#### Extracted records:
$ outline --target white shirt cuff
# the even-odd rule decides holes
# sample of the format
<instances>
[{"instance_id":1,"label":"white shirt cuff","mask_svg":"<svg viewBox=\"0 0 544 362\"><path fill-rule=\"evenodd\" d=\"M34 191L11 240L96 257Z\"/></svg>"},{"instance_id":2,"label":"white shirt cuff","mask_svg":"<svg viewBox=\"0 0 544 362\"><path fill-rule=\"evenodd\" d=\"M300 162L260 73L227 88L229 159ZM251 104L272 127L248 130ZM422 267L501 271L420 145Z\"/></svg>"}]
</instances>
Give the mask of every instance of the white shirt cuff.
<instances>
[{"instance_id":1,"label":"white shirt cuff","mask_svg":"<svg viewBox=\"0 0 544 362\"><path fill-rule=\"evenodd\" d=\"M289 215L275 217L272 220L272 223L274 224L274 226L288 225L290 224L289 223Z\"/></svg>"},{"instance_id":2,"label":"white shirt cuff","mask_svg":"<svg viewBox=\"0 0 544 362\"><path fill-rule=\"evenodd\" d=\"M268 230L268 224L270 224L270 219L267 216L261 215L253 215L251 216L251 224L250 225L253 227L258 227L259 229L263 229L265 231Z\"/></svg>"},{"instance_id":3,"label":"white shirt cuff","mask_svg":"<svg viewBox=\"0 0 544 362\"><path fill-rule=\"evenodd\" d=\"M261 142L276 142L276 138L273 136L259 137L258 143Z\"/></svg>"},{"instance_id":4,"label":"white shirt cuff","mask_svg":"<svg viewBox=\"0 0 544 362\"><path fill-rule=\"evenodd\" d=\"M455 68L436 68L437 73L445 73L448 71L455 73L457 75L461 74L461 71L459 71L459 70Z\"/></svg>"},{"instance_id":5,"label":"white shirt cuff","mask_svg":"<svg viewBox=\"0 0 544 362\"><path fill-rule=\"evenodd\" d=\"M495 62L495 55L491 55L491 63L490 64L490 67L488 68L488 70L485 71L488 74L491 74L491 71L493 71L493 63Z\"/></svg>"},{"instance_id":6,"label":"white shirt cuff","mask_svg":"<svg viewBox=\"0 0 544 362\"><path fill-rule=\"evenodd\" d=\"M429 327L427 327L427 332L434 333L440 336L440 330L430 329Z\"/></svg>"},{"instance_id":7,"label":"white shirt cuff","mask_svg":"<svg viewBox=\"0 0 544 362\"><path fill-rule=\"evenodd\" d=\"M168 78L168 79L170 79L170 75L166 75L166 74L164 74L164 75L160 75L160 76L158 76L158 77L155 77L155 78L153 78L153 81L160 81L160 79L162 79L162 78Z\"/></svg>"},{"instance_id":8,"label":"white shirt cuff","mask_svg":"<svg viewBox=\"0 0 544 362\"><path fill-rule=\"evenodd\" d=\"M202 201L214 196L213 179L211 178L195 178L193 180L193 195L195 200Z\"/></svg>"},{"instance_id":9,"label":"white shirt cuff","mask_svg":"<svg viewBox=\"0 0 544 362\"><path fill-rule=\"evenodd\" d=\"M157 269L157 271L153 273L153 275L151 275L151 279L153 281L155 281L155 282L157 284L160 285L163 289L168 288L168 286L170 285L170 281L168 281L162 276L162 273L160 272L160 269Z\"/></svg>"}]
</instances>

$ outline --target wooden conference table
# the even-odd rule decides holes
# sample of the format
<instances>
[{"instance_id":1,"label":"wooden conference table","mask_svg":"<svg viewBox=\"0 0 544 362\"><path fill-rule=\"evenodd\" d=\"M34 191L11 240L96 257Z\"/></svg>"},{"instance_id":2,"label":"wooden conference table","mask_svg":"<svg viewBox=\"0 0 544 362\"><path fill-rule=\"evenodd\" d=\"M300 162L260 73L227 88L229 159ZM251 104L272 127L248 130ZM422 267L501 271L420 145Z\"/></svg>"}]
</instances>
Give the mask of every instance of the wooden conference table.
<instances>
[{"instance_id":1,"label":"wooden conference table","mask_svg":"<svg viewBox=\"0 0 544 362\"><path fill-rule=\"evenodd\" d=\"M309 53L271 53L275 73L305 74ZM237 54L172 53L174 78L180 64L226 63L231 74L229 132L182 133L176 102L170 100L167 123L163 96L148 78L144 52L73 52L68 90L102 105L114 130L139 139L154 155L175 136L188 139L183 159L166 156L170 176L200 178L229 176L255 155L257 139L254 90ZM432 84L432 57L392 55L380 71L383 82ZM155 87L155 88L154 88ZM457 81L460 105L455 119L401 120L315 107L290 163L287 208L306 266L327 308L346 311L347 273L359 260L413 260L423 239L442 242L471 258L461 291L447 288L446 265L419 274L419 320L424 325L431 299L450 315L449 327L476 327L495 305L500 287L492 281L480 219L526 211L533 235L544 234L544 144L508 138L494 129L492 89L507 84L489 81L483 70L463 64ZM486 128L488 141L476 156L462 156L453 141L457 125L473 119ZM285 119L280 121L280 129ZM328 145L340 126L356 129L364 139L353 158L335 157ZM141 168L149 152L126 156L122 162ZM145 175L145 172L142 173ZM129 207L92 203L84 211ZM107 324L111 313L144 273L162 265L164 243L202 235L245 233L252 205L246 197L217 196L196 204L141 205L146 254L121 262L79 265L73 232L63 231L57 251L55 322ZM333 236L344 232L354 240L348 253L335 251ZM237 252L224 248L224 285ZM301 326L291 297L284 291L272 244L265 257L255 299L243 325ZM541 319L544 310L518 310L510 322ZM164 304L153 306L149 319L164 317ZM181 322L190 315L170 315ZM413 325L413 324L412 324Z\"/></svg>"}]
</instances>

#### Written exercise:
Gather every line from the lines above that contains the word "Give", matching case exactly.

#### Result below:
Give the mask of every instance of the white shirt cuff.
Give the mask of every instance of the wooden conference table.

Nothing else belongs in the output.